REQUIREMENTS: In full and without alteration, give the listing again.

STORED DATA:
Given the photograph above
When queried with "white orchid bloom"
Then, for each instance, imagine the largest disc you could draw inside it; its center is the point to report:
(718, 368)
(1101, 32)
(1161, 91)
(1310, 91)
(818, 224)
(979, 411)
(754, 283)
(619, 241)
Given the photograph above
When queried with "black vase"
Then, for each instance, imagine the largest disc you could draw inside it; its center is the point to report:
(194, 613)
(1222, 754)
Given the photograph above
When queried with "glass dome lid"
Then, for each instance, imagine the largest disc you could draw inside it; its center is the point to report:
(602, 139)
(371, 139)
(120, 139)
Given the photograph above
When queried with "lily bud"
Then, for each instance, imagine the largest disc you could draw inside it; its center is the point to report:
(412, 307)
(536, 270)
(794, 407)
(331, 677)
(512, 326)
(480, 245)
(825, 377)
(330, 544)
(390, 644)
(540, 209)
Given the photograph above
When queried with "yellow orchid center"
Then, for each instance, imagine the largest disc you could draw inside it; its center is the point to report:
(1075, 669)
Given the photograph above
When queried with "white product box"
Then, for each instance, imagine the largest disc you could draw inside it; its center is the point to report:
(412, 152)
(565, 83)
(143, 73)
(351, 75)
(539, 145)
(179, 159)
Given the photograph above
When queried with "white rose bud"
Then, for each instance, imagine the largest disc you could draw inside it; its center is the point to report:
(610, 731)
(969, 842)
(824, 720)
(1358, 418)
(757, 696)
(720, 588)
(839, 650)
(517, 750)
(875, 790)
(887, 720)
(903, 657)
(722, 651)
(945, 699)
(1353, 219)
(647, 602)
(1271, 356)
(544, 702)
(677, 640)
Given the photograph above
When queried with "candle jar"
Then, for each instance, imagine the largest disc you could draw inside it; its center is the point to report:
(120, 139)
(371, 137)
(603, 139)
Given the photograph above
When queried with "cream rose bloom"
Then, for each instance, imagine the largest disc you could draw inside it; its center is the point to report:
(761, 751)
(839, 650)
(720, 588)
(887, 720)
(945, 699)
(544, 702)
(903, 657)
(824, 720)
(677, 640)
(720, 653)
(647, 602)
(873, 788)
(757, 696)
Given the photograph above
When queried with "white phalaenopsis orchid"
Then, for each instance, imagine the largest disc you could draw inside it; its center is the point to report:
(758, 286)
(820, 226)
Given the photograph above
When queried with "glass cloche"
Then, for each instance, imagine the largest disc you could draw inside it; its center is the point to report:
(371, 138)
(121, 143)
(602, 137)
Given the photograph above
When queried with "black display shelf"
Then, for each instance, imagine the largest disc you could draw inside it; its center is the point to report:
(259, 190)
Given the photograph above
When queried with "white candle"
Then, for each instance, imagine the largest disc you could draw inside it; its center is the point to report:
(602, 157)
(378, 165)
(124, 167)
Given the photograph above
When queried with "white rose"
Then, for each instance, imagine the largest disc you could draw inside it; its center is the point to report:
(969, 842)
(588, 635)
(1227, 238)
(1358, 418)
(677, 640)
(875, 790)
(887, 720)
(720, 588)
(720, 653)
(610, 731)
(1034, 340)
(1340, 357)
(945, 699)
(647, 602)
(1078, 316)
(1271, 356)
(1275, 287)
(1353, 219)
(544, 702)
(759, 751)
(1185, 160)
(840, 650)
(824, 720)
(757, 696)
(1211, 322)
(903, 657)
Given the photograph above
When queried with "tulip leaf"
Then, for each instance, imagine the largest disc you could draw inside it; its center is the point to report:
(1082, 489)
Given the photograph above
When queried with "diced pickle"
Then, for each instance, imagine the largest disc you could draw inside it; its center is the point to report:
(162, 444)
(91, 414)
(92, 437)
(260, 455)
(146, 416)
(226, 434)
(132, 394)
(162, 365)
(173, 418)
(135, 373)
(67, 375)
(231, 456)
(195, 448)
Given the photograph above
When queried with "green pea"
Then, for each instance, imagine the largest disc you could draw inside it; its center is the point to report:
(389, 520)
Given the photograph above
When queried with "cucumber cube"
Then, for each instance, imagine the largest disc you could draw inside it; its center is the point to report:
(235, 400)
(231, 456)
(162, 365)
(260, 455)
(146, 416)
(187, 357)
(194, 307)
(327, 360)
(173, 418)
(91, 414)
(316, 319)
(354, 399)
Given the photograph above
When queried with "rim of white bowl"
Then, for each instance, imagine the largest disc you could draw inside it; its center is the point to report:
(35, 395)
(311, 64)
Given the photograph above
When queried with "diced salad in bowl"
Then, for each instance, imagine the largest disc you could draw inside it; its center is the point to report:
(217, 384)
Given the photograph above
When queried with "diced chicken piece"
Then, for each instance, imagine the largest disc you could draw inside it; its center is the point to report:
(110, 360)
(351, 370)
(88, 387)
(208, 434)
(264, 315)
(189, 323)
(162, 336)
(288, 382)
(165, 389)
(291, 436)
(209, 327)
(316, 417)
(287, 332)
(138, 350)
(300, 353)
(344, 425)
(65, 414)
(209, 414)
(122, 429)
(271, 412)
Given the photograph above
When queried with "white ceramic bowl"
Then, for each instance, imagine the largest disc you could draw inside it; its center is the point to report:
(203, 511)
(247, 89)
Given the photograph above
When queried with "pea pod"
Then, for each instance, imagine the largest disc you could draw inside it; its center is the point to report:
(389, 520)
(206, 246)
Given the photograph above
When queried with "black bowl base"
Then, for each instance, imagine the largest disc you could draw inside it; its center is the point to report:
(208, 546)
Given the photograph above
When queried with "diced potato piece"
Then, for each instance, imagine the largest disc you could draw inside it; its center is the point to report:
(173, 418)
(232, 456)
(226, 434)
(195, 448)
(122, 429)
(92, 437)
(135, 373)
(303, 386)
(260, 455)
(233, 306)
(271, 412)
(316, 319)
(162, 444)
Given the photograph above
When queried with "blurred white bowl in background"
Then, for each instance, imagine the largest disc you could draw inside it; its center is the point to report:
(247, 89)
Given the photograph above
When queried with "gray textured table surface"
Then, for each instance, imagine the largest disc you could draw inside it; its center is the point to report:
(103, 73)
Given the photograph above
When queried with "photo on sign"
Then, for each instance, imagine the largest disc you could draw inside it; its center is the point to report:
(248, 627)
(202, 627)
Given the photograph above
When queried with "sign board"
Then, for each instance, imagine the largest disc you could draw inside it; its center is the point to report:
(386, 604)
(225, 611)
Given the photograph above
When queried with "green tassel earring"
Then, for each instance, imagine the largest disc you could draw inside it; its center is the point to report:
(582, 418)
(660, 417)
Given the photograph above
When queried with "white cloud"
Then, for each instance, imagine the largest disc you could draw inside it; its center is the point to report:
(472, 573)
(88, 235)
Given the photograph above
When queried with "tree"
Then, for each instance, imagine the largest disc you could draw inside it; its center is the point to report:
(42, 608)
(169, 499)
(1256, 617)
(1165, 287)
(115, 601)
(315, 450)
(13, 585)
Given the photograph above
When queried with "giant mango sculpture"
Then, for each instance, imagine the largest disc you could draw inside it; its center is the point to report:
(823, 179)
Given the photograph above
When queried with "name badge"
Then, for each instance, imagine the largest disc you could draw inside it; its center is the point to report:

ANSWER TO THE EXERCISE:
Given the photograph above
When queried with "white orchid bloom"
Then, for each instance, imagine the largest disc you could draw inside it; its center is the point to report:
(718, 368)
(1101, 32)
(1161, 91)
(1310, 91)
(818, 224)
(979, 411)
(754, 283)
(619, 241)
Given the photograph above
When queried with "black vase"
Then, for each instance, imagine the largest disc you could draw inside it; its center is the point to report:
(194, 613)
(1222, 754)
Given the photograph above
When queried with "glass dome lid"
Then, for each instance, imagine the largest disc you could draw inside it; its center is the point to report:
(602, 139)
(371, 139)
(120, 139)
Given the photograph above
When queried with "lily bud"
Then, for each instance, imagine the largest disc you could draw inside it; its center is the point to report:
(412, 307)
(536, 270)
(794, 407)
(331, 677)
(512, 326)
(480, 245)
(825, 377)
(330, 544)
(390, 644)
(540, 209)
Given the photograph above
When queried with "yellow orchid center"
Then, for each instance, imagine the largest disc you could draw inside it; its center is the point to report:
(1075, 669)
Given the photograph above
When queried with "white product box"
Then, for each instance, imagine the largest disc you could draw inside it; its center is the point to report:
(412, 152)
(565, 83)
(143, 73)
(351, 75)
(539, 145)
(179, 159)
Given the photograph above
When queried with "white rose bud"
Then, for each instance, imagine the largest disc you could draw inside it; its center is the point to report:
(610, 731)
(969, 842)
(824, 720)
(1358, 418)
(757, 696)
(720, 588)
(839, 650)
(517, 750)
(875, 790)
(887, 720)
(903, 657)
(722, 651)
(945, 699)
(1353, 219)
(647, 602)
(1271, 356)
(544, 702)
(677, 640)
Given the photograph above
When queried with "candle jar"
Then, for each instance, imagine the largest disc you could draw inside it; its center is the point to report:
(120, 139)
(371, 137)
(603, 139)
Given the photograph above
When queried with "cream rose bloom"
Then, for each instance, imagine the largest disc you could draw inside it; its center is the point to report:
(761, 751)
(839, 650)
(720, 588)
(887, 720)
(945, 699)
(544, 702)
(903, 657)
(824, 720)
(677, 640)
(720, 653)
(647, 602)
(873, 788)
(757, 696)
Given the photograph above
When queried with "white phalaenopsis orchid"
Then, for each instance, imagine the largest disc you could draw inside it; its center is the point to report:
(758, 286)
(820, 226)
Given the photograph above
When queried with "glass cloche"
Then, for each instance, imagine the largest disc you could draw inside it; its center is the point to report:
(371, 138)
(121, 143)
(602, 137)
Given the photograph above
When queried with "black display shelf"
Then, for each instance, imagine the largest disc you could draw inside it; its center is the point to report:
(259, 190)
Given the photograph above
When queried with "white candle"
Then, for each instance, imagine the largest disc you could draw inside it; its center is the point to report:
(602, 157)
(378, 165)
(124, 167)
Given the photograph above
When queried with "white rose"
Then, for each instance, imagine the largest disc you could draw inside it; its center is the point to report:
(969, 842)
(588, 635)
(1227, 238)
(1358, 418)
(677, 640)
(875, 790)
(887, 720)
(720, 588)
(720, 653)
(610, 731)
(1034, 340)
(1340, 357)
(945, 699)
(647, 602)
(1078, 316)
(1271, 356)
(1275, 287)
(1353, 219)
(544, 702)
(759, 751)
(1185, 160)
(840, 650)
(824, 720)
(757, 696)
(1211, 322)
(903, 657)
Given the photograph above
When queried with "tulip leaf"
Then, for each instance, imagine the largest disc you could draw inside it; its center is the point to report:
(1082, 489)
Given the photograph above
When queried with "diced pickle"
Then, for each instance, imagine the largest disc you could draw inside it; its center is the point to report:
(162, 444)
(91, 414)
(92, 437)
(260, 455)
(146, 416)
(226, 434)
(132, 394)
(162, 365)
(173, 418)
(135, 373)
(67, 375)
(231, 456)
(195, 448)
Given the photograph above
When queried with "green pea"
Then, for each instance, imagine the largest disc you could draw inside it; its center is the point to report:
(389, 520)
Given the photograph above
When queried with "cucumber cube"
Then, for each instance, imagine the largest disc you could draw inside it; its center is the point to report:
(235, 400)
(231, 456)
(162, 365)
(260, 455)
(146, 416)
(187, 357)
(194, 307)
(327, 360)
(173, 418)
(91, 414)
(316, 319)
(354, 399)
Given the photograph above
When queried with "rim of white bowl"
Then, for each instance, imagine the largest disc you could draw inside it; its center is the point to report:
(35, 395)
(311, 64)
Given the photograph above
When queried with "diced salad in bowl"
Then, for each instance, imagine the largest disc you could draw inside it; its center is the point to report:
(217, 384)
Given the photograph above
When queried with "diced chicken piece"
Then, for each instance, imagine the largest disc you could draw inside it; its center is the point to report:
(110, 360)
(351, 370)
(88, 387)
(208, 434)
(264, 315)
(189, 323)
(162, 336)
(288, 382)
(165, 389)
(291, 436)
(209, 327)
(316, 417)
(287, 332)
(138, 350)
(300, 353)
(344, 425)
(65, 414)
(209, 414)
(122, 429)
(271, 412)
Given the photograph above
When queried with "white ceramic bowl"
Then, for each instance, imagine the largest disc you could draw inside it; its center is the point to report:
(203, 511)
(247, 89)
Given the photograph above
When queried with "pea pod"
Then, for each instance, imagine the largest disc you could draw inside it; its center is the point to report:
(389, 520)
(206, 246)
Given the photograph above
When queried with "black bowl base"
Then, for each instance, imagine the largest disc you could draw inside it; its center is the point to report:
(208, 546)
Given the photograph above
When queried with "diced potato piece"
Then, for each instance, imagine the largest disc you could draw inside it; its center is the point to report:
(173, 418)
(232, 456)
(226, 434)
(195, 448)
(122, 429)
(92, 437)
(135, 373)
(303, 386)
(260, 455)
(233, 306)
(271, 412)
(316, 319)
(162, 444)
Given the photograph above
When queried with "blurred white bowl in background"
Then, for each instance, imagine the largest disc you could draw inside it; its center is the point to report:
(247, 89)
Given the photograph above
When queried with "gray textured table surface"
Then, for each instance, imagine the largest disc you could draw inside it; its center is the point to report:
(103, 73)
Given the photograph above
When queried with "photo on sign"
Then, for each instance, imagine the largest disc you could draw inside it; its center is the point to report:
(248, 627)
(202, 627)
Given the photograph above
When queried with "sign board"
Then, for each instance, imagine the largest disc you could draw inside it; its center is the point to report:
(386, 604)
(225, 611)
Given the photograph above
When queried with "green tassel earring"
Then, for each instance, imagine the largest disc you could draw inside it; its center is the point to report:
(582, 418)
(660, 417)
Given the photograph above
When queried with "white cloud"
Then, for each instance, imagine the largest disc you could draw inside it; its center is the point to report:
(472, 573)
(88, 235)
Given the photograph above
When queried with "tree"
Then, for each instance, imagine the largest disc you could draw inside it; its center is the point to report:
(42, 608)
(169, 499)
(1256, 617)
(1165, 287)
(115, 601)
(315, 450)
(13, 585)
Given the photograph above
When queried with "giant mango sculpture"
Then, for each instance, imagine the largest disc you could draw inside it; its center is the point to report:
(823, 179)
Given the photograph above
When queried with "name badge"
Then, for each instance, imagine the largest disc you could draw inside it; its center is the point to report:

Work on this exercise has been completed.